Current Account in other currencies


(George) #1

Hello All,

When current accounts are launched, what would you think of the following idea :slight_smile:

A person can hold multiple accounts, in different currencies [USD / EUR / GBP / etc ]

and from the APP they can link the debit card to the account they want. This way when someone is on holiday (in a country of that currency) they can use the particular account for their transactions.

Currently Citibank UK is offering this functionality, but require a lump sum to be deposited prior to open a current account.

Thanks
George


EUR (and USD) Account
Currencies accounts
Foreign Exchange Rate and Balance When In Other Countries
(Alex Sherwood) #2

I can see why this would be useful for users who receive payments in foreign currencies or might want to speculate on currency fluctuations.

But since Monzo offers users the MasterCard wholesale rate for currency conversion with no fees (even hidden fees :wink:), I’m not sure how this would benefit travelers to be honest. Am I missing something here?

On the plus side, we know that Monzo are testing EUR & USD accounts (in preparation for their international expansion) so as long as residents from other countries can open those, it looks like you’ll get your wish anyway :slight_smile:


Top up card with Euros
Foreign Exchange Rate and Balance When In Other Countries
(Marta) #3

I wouldn’t mind if Monzo had it. I could use it to exchange money months before my upcoming trip, if I’m expecting negative currency fluctuations (negative for me). I understand it would be my risk, but one I’m willing to make if I educate myself. :smiley:
Also, Polish zloty tends to jump a lot, so I could buy Polish zloty for future home trips, when I see slightly better rates and keep them there until I need them.

That’s only functional edge that Revolut has over Monzo for me. Unfortunately, Revolut only offers gbp, usd and eur as far as I’m aware. If Moneycorp’s rates were any better, I’d order cash upfront to pick up at the airport. But as I just checked, here are rates:

  • Moneycorp:1140 eur = 1005.29 gbp :scream:
  • Monzo (Mastercard calculator): 1140 eur = 984.38 gbp
  • Revolut says 1140 eur = 984-985 gbp (it’s changing every few seconds)

As of right now, Revolut would allow me to keep 1140 eur purchased with today’s rates until my trip, Monzo cannot do this (hopefully yet!).


(Alex Sherwood) #4

Ok so you fall into this group

:wink:

Just to pick up on the Revolut FX rates, the feedback here (& in the subsequent posts) is that sometimes you end up with a better rate from them & sometimes you get a better rate from Monzo…

Since you won’t know which rate will be better ahead of time (the FX market could move against you after all - & most FX traders get this wrong), I’m not sure how much benefit the Revolut account in a foreign currency is really giving you as a traveller?


(Marta) #5

Well, okay, it is speculating, but not for the sake of speculating, just to save on travel. :slight_smile: It’s also a saving pot in a way - you put money as EUR and it’s there until you spend it. You won’t take money out because it will cost you to get GBP back. :smiley:

As part of holiday prep, I research currency. For 3 trips (out of 4, I’m only looking at higher spend trips, not 3 days in Prague), I would save money if I exchanged it at the time when I was checking. When you are planning 4 weeks, it can really add up.

Entries provided:
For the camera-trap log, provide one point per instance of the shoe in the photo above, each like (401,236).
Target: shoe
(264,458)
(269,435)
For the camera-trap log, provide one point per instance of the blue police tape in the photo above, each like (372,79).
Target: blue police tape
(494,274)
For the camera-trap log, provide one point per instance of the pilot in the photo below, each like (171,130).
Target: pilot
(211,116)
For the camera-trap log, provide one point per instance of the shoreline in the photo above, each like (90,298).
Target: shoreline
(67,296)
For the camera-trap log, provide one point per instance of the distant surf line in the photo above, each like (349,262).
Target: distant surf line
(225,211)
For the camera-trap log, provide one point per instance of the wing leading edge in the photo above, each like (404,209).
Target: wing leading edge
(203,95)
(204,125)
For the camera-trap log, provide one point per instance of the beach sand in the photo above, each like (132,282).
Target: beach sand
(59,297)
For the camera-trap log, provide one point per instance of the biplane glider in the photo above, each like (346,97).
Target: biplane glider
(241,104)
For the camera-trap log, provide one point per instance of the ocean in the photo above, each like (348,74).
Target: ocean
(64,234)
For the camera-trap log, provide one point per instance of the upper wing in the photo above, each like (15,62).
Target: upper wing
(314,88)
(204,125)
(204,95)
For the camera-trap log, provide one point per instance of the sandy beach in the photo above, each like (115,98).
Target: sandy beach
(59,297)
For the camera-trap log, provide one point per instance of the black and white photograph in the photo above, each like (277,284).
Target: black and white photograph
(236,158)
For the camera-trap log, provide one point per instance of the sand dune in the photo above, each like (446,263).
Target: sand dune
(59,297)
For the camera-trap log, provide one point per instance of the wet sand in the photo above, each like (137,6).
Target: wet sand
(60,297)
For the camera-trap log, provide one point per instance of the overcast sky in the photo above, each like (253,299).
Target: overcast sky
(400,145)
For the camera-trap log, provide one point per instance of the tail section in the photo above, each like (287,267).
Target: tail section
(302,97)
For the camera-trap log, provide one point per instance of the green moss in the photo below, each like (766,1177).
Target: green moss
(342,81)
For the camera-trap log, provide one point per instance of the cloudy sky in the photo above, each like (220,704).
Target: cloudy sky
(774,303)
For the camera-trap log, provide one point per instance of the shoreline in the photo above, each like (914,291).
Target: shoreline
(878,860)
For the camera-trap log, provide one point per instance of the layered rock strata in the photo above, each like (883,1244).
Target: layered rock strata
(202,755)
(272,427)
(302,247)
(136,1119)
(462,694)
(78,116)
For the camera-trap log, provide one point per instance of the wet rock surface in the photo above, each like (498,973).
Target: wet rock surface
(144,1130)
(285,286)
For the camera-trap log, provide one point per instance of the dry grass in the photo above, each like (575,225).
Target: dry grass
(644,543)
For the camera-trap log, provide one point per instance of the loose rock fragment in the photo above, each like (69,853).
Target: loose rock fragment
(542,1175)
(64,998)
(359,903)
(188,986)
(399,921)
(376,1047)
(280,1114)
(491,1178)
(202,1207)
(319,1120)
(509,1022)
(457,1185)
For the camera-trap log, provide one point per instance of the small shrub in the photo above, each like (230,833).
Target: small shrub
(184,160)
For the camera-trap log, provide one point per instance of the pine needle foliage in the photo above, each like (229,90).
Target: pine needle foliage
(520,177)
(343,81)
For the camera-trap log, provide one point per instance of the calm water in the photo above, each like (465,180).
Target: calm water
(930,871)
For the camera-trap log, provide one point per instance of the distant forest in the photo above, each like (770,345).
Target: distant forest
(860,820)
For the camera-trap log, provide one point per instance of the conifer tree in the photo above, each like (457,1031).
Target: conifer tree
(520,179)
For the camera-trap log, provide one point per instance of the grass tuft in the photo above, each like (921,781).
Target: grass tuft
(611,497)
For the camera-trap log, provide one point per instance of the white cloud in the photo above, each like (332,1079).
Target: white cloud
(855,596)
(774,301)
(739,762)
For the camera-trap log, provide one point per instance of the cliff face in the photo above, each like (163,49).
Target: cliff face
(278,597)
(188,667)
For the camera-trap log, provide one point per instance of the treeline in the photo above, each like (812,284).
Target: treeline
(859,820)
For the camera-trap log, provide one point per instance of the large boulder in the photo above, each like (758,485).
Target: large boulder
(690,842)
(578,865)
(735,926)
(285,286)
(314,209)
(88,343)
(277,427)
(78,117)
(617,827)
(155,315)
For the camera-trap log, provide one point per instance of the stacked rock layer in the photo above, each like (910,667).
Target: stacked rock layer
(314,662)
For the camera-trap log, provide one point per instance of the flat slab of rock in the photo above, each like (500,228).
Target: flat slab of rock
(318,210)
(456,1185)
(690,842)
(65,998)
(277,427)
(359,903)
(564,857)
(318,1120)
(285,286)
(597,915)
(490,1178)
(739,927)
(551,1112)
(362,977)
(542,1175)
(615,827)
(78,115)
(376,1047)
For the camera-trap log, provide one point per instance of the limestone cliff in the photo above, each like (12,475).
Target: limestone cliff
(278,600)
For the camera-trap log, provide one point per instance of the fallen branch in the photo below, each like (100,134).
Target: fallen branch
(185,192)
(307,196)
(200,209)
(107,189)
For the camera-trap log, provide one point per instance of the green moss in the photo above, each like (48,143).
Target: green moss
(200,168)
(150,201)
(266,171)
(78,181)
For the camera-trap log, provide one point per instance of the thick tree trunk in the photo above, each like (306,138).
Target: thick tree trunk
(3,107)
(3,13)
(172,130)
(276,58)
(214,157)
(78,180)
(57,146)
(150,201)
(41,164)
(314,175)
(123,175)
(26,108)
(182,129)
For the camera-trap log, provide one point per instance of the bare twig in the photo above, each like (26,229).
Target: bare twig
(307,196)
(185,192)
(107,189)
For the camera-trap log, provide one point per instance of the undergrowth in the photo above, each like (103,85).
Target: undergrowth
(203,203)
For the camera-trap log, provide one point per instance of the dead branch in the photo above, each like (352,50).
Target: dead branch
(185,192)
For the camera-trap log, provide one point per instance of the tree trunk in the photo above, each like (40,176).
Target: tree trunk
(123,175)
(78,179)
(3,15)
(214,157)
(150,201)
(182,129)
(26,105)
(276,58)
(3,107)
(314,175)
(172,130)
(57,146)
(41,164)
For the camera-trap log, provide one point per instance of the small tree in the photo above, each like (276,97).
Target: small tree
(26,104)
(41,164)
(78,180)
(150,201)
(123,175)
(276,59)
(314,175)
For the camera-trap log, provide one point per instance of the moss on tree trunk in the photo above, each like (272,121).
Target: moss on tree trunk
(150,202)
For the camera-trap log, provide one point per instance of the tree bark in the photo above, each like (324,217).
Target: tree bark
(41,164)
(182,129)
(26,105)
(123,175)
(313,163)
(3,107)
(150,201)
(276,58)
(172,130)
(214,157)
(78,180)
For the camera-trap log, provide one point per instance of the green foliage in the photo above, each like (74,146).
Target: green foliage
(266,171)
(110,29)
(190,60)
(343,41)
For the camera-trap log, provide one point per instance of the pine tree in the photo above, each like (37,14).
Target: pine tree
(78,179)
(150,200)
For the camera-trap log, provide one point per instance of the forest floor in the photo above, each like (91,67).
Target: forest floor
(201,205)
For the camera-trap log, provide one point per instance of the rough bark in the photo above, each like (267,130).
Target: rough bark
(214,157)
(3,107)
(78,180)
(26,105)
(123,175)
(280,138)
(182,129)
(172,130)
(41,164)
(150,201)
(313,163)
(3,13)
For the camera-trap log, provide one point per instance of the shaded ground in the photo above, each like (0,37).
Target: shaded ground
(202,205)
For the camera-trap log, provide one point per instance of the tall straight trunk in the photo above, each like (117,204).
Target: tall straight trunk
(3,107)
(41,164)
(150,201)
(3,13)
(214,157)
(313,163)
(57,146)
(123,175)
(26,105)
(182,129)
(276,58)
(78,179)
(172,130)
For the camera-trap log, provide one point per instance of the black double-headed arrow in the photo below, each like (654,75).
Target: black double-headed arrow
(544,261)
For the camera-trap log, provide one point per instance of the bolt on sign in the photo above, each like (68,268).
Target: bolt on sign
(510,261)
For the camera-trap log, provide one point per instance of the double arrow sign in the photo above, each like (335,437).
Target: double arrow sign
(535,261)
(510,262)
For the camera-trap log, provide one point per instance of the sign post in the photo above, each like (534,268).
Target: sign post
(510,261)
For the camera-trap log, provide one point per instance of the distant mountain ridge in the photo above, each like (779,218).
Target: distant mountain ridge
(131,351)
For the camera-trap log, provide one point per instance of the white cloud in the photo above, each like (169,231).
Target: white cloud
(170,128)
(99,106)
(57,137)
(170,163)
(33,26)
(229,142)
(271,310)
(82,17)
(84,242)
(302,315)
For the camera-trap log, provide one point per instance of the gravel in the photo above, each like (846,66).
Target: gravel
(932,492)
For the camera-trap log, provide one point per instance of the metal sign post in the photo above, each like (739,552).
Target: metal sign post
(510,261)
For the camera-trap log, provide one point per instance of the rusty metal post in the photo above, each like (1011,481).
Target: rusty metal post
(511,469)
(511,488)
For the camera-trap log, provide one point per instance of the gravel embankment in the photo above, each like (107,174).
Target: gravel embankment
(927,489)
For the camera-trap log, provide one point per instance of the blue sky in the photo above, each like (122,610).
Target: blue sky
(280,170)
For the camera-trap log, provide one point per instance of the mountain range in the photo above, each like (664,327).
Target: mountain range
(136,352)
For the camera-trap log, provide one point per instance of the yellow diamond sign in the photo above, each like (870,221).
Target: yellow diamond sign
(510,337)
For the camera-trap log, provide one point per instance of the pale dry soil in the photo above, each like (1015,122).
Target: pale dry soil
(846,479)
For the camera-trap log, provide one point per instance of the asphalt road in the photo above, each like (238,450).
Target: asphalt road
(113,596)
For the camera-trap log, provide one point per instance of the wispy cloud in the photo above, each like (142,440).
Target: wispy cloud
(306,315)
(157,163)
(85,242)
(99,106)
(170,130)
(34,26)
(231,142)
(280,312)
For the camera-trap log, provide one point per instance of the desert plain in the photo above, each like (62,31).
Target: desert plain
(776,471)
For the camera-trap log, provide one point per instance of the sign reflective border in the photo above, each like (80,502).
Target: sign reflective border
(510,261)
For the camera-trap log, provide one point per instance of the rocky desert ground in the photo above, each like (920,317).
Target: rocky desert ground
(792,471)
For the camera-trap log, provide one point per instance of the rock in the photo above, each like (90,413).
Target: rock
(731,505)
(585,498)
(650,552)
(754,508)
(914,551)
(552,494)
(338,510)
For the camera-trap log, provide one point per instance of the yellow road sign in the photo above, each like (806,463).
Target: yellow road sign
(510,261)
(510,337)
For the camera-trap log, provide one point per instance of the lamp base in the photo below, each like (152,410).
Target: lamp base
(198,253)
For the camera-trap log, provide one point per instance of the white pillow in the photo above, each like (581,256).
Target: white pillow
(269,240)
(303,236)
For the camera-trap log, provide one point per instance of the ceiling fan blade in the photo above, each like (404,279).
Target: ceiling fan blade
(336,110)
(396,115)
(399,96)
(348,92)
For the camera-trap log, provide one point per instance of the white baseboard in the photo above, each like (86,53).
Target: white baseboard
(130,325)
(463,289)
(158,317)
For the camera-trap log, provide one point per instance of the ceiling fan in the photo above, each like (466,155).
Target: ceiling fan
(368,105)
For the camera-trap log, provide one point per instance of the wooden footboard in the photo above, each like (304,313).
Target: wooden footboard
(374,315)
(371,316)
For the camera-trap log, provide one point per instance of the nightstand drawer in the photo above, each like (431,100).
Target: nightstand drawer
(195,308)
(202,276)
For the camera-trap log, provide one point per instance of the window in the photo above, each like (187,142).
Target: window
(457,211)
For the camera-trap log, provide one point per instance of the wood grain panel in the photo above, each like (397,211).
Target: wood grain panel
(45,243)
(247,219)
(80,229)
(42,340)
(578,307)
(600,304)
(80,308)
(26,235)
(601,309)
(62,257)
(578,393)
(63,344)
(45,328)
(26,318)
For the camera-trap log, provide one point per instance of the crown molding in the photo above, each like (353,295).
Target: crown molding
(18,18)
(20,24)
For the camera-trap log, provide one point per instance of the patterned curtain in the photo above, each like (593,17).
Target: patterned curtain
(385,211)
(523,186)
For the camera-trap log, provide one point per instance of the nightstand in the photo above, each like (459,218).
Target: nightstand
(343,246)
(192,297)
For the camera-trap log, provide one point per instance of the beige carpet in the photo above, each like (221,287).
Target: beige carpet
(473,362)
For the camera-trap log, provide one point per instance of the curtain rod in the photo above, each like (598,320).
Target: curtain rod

Work instructions: Name every company that the forum thread on current accounts in other currencies mentions. The entries are unrelated to the forum thread and stand as separate material.

Response for this exercise: Citibank UK, Monzo, MasterCard, Revolut, Moneycorp